> EXERCISE:
The copy must match the data word for word and contain no pictures.

**** DATASET RECORDS ****

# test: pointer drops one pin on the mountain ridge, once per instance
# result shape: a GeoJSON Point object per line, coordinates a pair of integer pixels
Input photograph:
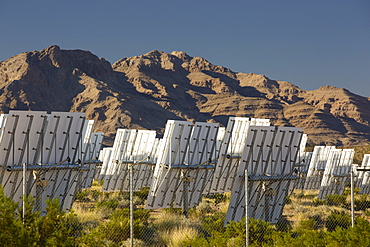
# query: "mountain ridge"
{"type": "Point", "coordinates": [144, 91]}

****

> ANSWER TO THE EXERCISE:
# test: pointer drops one pin on the mountain ridge, once per instance
# result shape: a GeoJSON Point object per line, coordinates a pair of integer pixels
Input photograph:
# query: "mountain ridge"
{"type": "Point", "coordinates": [144, 91]}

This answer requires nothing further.